Written exercise 1:
From the passage about the Banner, reproduce verbatim the words from "Two decades into" to "the U.S. Senate.".
Written exercise 2:
Present the lines of the records from the line with "Element lookup — where exactly is the chimney" to the line with "xmin=99 ymin=64 xmax=124 ymax=68", both included, as a numbered list, leaving out any blank lines.

Many critics point to Stahlman’s brother-in-law having been a Klansman as the original sin of the family. Not to defend the Stahlmans, but one would be hard-pressed to find a family with Confederate ancestors that did not also have Klansmen ancestors. More important to understanding the editorial stance of the paper is that Stahlman was a railroad man and the racial issues of the South were fundamentally labor issues. Many white Southerners had gotten rich off the theft of Black labor and even if they were no longer allowed to legally completely steal that labor, they had a vested interest in keeping the price of that labor as low as possible. The racial issues were labor issues and vice versa. You couldn’t extract one from the other. The paper, in the late 1880s, is permeated both with anxiety about whether Black people will leave town and the South if they aren’t better, and excuses and threats about why they won’t be treated better. On June 5, 1880, the paper ran a story in which it reported “the conditions of the people and the country of Tennessee as very prosperous. There is no war of races there, as civil rights are accorded the negro as fully as in the North. The talk of a few radicals as to the color line is all false and contrary to facts.” Note that the paper doesn’t claim that Black people in the South are accorded civil rights as fully as white people in the South. Also, conditions for Black people in the north weren’t great. 

Two decades into this version of the Banner, in 1907, Col. Luke Lea started the Tennessean, which almost immediately became the bane of Stahlman’s existence. On paper, the Banner was in a much stronger position than the upstart Tennessean, especially financially. But Lea became determined to bring Stahlman down after he and the Banner successfully argued for Lea’s ouster from the U.S. Senate. 

That wasn’t Lea’s only motivation, though. He was such an anti-German bigot that his Teutophobia led him to some truly wild extremes. At the start of World War I, Lea tried to frame Stahlman as anti-American and have him declared an “alien enemy,” and after the war, 1919, Lea tried to kidnap the exiled Kaiser. Both the kidnapping and the frame job failed, but the bottom line was that now Stahlman had an archenemy. As a result, whatever positions Lea and the Tennessean took, Stahlman and the Banner reflexively took the opposite. The popular election of U.S. senators, Prohibition, women’s suffrage — all saw the Tennessean in favor and the Banner firmly against. 

In 1920, anti-suffragists had even planned to blackmail Harry Burn into changing his pro-suffrage vote by threatening to run a story in the Banner about how he had been bribed to vote for women’s right to vote, thus ruining his reputation and career. Unfortunately for the schemers, the stenographer taking the “witness” “statements” slipped a copy of the transcript to the Tennessean and the morning paper ran the story of the blackmail scheme before the blackmailers could run their bribe story in the afternoon paper.

Around this time, Edward Stahlman’s grandson, James Geddes Stahlman, graduated from Vanderbilt and began writing for the Banner. This Stahlman is the Stahlman who looms largest over the legacy of the Banner. So, let’s talk about the 1930s.

Data for this exercise:
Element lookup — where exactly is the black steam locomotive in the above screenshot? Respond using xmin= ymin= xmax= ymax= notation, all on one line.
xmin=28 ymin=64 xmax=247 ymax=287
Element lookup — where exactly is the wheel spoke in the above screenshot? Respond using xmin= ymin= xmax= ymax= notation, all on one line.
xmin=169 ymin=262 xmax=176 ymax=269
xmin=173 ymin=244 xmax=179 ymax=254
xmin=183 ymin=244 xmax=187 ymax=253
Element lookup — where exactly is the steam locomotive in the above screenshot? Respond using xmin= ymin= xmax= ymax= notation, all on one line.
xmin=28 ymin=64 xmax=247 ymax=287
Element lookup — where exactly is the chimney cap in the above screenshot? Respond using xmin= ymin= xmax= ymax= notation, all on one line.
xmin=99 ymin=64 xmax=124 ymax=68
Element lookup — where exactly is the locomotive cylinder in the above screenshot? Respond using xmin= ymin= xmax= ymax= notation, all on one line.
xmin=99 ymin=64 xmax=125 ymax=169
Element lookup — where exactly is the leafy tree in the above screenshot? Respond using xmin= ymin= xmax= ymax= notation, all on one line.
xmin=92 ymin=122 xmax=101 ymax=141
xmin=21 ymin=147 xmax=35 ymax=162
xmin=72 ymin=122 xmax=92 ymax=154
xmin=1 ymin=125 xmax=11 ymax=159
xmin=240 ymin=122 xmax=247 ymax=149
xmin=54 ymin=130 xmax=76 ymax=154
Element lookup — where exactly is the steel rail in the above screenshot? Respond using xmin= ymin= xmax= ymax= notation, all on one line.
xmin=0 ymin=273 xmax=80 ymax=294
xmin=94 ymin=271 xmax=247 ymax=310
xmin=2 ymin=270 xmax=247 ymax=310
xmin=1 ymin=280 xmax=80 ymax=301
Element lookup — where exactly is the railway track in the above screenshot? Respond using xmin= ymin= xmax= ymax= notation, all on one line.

Task output 1:
Two decades into this version of the Banner, in 1907, Col. Luke Lea started the Tennessean, which almost immediately became the bane of Stahlman’s existence. On paper, the Banner was in a much stronger position than the upstart Tennessean, especially financially. But Lea became determined to bring Stahlman down after he and the Banner successfully argued for Lea’s ouster from the U.S. Senate.

Task output 2:
1. Element lookup — where exactly is the chimney cap in the above screenshot? Respond using xmin= ymin= xmax= ymax= notation, all on one line.
2. xmin=99 ymin=64 xmax=124 ymax=68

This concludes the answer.